▶ _Énoncé du problème_: D'après le texte sur la justice de paix au Portugal, quels éléments du cadre matériel doivent suggérer l'idée d'une justice proche des citoyens ? Citez-les tous.

▶ _Texte source_:
+--
85L’expérience de la procédure conduite dans le cadre de la justice de paix dépendra aussi du cadre matériel. Celui-ci a fait l’objet d’une attention particulière au moment de l’installation des juridictions et cet aspect est mentionné en divers endroits des entretiens en profondeur, avec les juges de paix en particulier. Des locaux sans solennité particulière, un mobilier sobre, une table ronde, un juge qui se présente sans toge, tout doit suggérer l’idée d’une justice proche des citoyens. Sur ce point de vue encore, et d’une manière très visible pour les citoyens, la justice de paix se présente comme une alternative à la justice classique. Il vaudra la peine de suivre de près les évolutions que pourra connaître, dans ces prochaines années, l’aménagement des tribunaux classiques, et d’étudier dans quelle mesure de telles évolutions peuvent être liées à la mise en place de la justice de paix  [46].

II.4. Les julgados de paz, un élément du paysage judiciaire au Portugal

86La nouvelle juridiction ne saurait être présumée n’avoir d’impact que sur ceux qui ont eu un contact direct avec elle. Même si sa visibilité est encore faible, elle commence à être perçue du grand public. Le gouvernement fait d’ailleurs des efforts considérables dans ce sens, notamment par le moyen de campagnes d’affichage. Des reportages sur ce thème ont été publiés à différentes reprises dans la presse au cours de ces dernières années. Cette innovation judiciaire est donc susceptible d’avoir des effets sur les représentations que l’on se fait de la justice dans la population portugaise en général. La recherche dont il a ici été rendu compte ne comprenait pas de questionnaire auprès de la population et ne fournit sur ce point aucune donnée. Un travail sur les représentations de la justice de paix dans la population en général reste donc à faire et devrait d’ailleurs, idéalement, être mené sur le long terme. Au Portugal, il pourra prendre appui sur plusieurs travaux récemment publiés tant sur les représentations de l’appareil judiciaire que sur les sentiments de justice  [47].
+--
▶ _Extrait des données_:
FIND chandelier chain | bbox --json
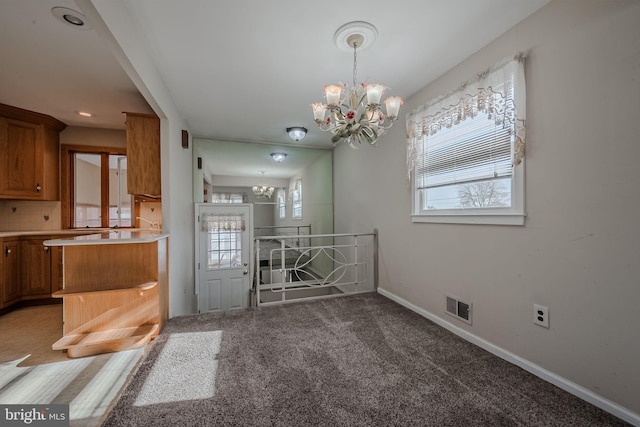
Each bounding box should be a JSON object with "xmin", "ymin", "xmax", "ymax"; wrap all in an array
[{"xmin": 353, "ymin": 42, "xmax": 358, "ymax": 87}]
+--
▶ _Réponse attendue_:
- des locaux sans solennité particulière
- un mobilier sobre
- une table ronde
- un juge qui se présente sans toge